▶ **Problem**: Reproduce all of the data below word for word, but leave out any pictures.
-*-*-
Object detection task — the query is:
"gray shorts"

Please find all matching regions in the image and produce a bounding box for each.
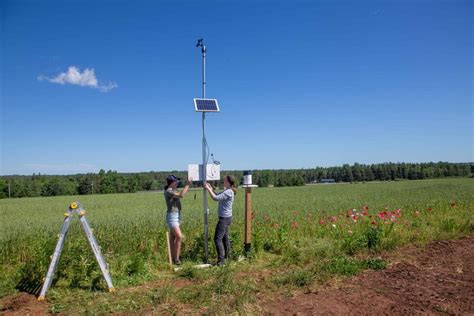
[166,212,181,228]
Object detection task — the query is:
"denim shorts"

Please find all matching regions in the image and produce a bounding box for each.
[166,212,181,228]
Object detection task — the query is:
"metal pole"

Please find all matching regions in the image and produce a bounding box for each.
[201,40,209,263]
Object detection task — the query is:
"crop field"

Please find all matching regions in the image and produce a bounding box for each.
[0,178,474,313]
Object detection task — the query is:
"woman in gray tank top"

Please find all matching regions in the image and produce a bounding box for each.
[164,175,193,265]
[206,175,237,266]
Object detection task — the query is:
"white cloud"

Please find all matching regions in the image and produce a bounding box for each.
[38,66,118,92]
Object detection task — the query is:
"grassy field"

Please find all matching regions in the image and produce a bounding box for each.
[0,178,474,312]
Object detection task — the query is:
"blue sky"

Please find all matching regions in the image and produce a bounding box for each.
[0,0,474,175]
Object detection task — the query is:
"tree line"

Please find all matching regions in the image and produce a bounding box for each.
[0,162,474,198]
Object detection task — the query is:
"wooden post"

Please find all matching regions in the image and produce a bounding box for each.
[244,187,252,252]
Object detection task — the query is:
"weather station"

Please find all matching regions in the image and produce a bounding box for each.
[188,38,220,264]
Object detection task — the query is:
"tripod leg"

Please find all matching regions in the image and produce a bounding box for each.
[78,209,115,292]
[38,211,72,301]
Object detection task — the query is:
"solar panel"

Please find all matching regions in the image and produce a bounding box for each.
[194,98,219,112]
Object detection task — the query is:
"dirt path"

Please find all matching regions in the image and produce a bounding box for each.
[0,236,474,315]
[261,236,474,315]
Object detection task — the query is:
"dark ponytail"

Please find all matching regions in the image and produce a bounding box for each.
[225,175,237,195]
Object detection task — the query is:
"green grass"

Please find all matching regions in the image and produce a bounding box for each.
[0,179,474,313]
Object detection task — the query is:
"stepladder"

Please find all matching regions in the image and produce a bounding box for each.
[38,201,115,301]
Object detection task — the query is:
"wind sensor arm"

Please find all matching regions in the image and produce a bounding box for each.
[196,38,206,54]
-*-*-
▶ **Result**:
Object detection task — the query is:
"gray shorts"

Please find all matching regions in the image and produce a bounding box for each.
[166,212,181,228]
Object detection task — the query is:
"denim shorts"

Please find all matching regions in the image and produce a bounding box for each.
[166,212,181,228]
Object detection task — the query is:
"metal pole"

Please find all matching regions in the image and produce a bounding box for each.
[201,40,209,263]
Object detection task — the query is:
"crop field"

Please find all matching regions in the image and produce a bounding box for each.
[0,178,474,313]
Object detection task — the query is:
"woman in gray tank top"

Please find all matching regions in the image and produce a bounding box for each.
[164,175,193,265]
[206,175,237,266]
Object detection task — the query is:
"white cloud"

Please find all matching regions in the image and produce a bounding box for each.
[38,66,118,92]
Object detection task — the query is:
"grassy field"

Please find all matching regions in the image and produce a bounding box for each.
[0,178,474,312]
Object detection task — the query is:
"blue sky"

Please find all matching regions in the image and produce a bounding box for each.
[0,0,474,175]
Object detection task — the query is:
"tree line"

Please find all matching regions in the image and produce a bounding box for each.
[0,162,474,198]
Object detection task — the query is:
"wooden post"

Please find all matching regions in the image and produce a bounding box for each.
[244,187,252,252]
Object detection task — the query is:
"weather station"

Please find all matching regions in the image and produce a bounding box for each.
[188,38,220,264]
Object detection task — the query is:
"tripod leg"

Please find all matching regions in the image and produce a bounding box for each.
[78,209,115,292]
[38,211,72,301]
Object detection task — the query is:
"solar panel"

Please find all matching regions in the image and produce a bounding box for each.
[194,98,219,112]
Object detection task — the query is:
"dirt path"

Please find all matching regions in the image and produce a bounding box for each.
[0,236,474,315]
[261,236,474,315]
Object detection task — the query is:
"dark ponytail"

Please find all matching regions in the image and produce a bounding box for each.
[225,175,237,195]
Object detection task — the query is:
"green grass"

Please find all matching regions in the image and produce a bounding box for each.
[0,179,474,313]
Object detection task — the query is:
"stepladder"

Please find all matching regions in the image and produce a bounding box for each.
[38,201,115,301]
Object detection task — the query is:
"wind sensor arm"

Please find all matching regions in the image and produce a bounding box for each.
[196,38,206,54]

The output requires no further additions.